■ Source extract ■

════════

I hope that you'll tackle ENT once you're finished with VOY. I'm an ENT fan from the show's original run and played with the idea of rewatching it out of nostalgia. However, I've discovered a few great sci-fi series in the mean time and I'm a bit afraid that this will make ENT look pretty bad. It would be much easier if I joined just in with you if you get to it.
I am hoping to revisit Enterprise once I am finished with Voyager, I only saw that show when it was first-run and haven't seen t since, so I might do a thread on that. I don't think Enterprise was a great show, but Voyager left me unfulfilled so I didn't have high-hopes for Enterprise, and so it was nice when Enterprise managed to meet my expectations. ;) I also fear that it might not hold up to much scrutiny if I rewatch it considering all the great shows I watched since it ended.


As for Janeway's actions in Tuvix, she may well have been right to kill him in order to save two other lives, but the episode didn't give enough exploration of the issue in order to justify her actions. In the Pale Moonlight is my favourite Trek episode, and Sisko did a far worse thing in that episode than Janeway in Tuvix, but ITPM focused the whole episode on Sisko and his battle to justify his actions, and when he says he can live with it at the end I don't quite believe him. The only reason we were given for Janeway's actions was Kes' crying fit and that was purely based on emotion rather than rational thought.

The Sisko said:
Bribery and cover up, those were new for me. That was my first moment of real doubt. I started to wonder if the whole thing was a mistake.

Then I got back to my office and there was a new casualty list waiting for me.

People are dying out there! Every day. Entire worlds are struggling for their freedom and here I am still worrying about the finer points of morality. I had to keep my eye on the ball. Winning the war, stopping the bloodshed, those were the priorities.
Evil actions, but I understand his motivation.


Here is a thought experiment I read once which fits into this discussion about Tuvix. You are at the switch controlling the fork for some railroad tracks. The train is on course to run over and kill five people, but you have the choice of throwing the switch and having the train only kill one person. Do you do it? Most people answer yes.

════════

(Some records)
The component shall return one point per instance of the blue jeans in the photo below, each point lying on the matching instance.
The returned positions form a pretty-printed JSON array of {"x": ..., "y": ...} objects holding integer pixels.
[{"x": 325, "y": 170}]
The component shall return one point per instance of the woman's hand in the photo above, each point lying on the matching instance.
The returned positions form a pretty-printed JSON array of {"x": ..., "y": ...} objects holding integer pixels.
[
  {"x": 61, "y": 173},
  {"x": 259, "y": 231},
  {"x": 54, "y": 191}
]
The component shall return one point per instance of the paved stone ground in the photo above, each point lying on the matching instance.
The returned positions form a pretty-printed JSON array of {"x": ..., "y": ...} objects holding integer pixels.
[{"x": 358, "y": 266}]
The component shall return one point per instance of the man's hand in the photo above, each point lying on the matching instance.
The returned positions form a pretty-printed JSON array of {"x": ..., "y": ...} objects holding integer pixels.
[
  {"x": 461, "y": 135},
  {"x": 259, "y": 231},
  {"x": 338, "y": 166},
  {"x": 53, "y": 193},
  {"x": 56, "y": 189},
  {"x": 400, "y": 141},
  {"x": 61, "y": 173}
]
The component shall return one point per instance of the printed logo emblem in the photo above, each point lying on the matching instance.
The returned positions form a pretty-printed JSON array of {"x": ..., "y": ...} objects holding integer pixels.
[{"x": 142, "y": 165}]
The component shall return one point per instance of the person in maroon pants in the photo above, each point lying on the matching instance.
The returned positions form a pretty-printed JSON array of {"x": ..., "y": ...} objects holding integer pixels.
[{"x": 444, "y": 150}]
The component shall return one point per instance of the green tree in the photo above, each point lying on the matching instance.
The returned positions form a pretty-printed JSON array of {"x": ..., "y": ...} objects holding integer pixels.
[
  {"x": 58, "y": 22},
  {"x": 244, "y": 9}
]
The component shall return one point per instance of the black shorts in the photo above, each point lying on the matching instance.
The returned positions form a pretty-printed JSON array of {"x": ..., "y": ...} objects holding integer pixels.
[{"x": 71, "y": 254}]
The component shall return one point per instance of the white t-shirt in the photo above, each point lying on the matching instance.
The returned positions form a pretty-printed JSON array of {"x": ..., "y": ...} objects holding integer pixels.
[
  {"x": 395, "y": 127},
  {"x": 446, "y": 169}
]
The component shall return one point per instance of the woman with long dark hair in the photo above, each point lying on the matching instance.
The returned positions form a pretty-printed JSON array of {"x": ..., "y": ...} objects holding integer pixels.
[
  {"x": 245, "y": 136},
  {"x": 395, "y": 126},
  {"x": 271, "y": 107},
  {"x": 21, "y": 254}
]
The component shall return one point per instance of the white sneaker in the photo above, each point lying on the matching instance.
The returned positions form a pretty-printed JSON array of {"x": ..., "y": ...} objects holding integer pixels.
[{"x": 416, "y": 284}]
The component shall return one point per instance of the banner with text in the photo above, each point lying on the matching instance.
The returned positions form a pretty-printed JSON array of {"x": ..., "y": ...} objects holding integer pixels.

════════

■ Problems ■
A. Repeat the entries word for word, from the line containing "The component shall return one point per instance of the person" through the last line of the entries.
B. Write what comes next in the Star Trek forum discussion, picking up right after its last sentence.

■ Final results ■
A.
The component shall return one point per instance of the person in maroon pants in the photo above, each point lying on the matching instance.
The returned positions form a pretty-printed JSON array of {"x": ..., "y": ...} objects holding integer pixels.
[{"x": 444, "y": 150}]
The component shall return one point per instance of the green tree in the photo above, each point lying on the matching instance.
The returned positions form a pretty-printed JSON array of {"x": ..., "y": ...} objects holding integer pixels.
[
  {"x": 58, "y": 22},
  {"x": 244, "y": 9}
]
The component shall return one point per instance of the black shorts in the photo above, each point lying on the matching instance.
The returned positions form a pretty-printed JSON array of {"x": ..., "y": ...} objects holding integer pixels.
[{"x": 71, "y": 254}]
The component shall return one point per instance of the white t-shirt in the photo above, each point lying on the matching instance.
The returned positions form a pretty-printed JSON array of {"x": ..., "y": ...} objects holding integer pixels.
[
  {"x": 395, "y": 127},
  {"x": 446, "y": 169}
]
The component shall return one point per instance of the woman with long dark hair in the photo above, each point lying on the matching instance.
The returned positions form a pretty-printed JSON array of {"x": ..., "y": ...} objects holding integer pixels.
[
  {"x": 245, "y": 136},
  {"x": 395, "y": 126},
  {"x": 271, "y": 107},
  {"x": 21, "y": 254}
]
The component shall return one point per instance of the white sneaker in the photo above, each point lying on the matching instance.
The returned positions form a pretty-printed JSON array of {"x": ..., "y": ...} objects holding integer pixels.
[{"x": 416, "y": 284}]
The component shall return one point per instance of the banner with text in the photo above, each point lying on the matching instance.
The returned positions form a pretty-printed JSON array of {"x": ..., "y": ...} objects holding integer pixels.

B.
Now imagine there is five people desperately in need of new organs or they will die within a few hours. Would you order the death of one healthy person in order to harvest the organs you need? Most people answer no.

They are very similar situations, but the way the question is posed changes how people answer it.
 
Re: A Hater Revisits Voyager

Here is a thought experiment I read once which fits into this discussion about Tuvix. You are at the switch controlling the fork for some railroad tracks. The train is on course to run over and kill five people, but you have the choice of throwing the switch and having the train only kill one person. Do you do it? Most people answer yes.

Now imagine there is five people desperately in need of new organs or they will die within a few hours. Would you order the death of one healthy person in order to harvest the organs you need? Most people answer no.

They are very similar situations, but the way the question is posed changes how people answer it.

The two scenarios are quite different from each other, in my opinion. In the first one, the disaster has already been set in motion. You can't stop the train from killing someone, you can only decide how many people it will kill. The rational choice is to save as many people as you can, I guess.

In the second scenario you would have to murder one person at your own initiative, which is a totally different situation. I'm glad most people answered that question with a no.
 
Re: A Hater Revisits Voyager

The two scenarios are quite different from each other, in my opinion. In the first one, the disaster has already been set in motion. You can't stop the train from killing someone, you can only decide how many people it will kill. The rational choice is to save as many people as you can, I guess.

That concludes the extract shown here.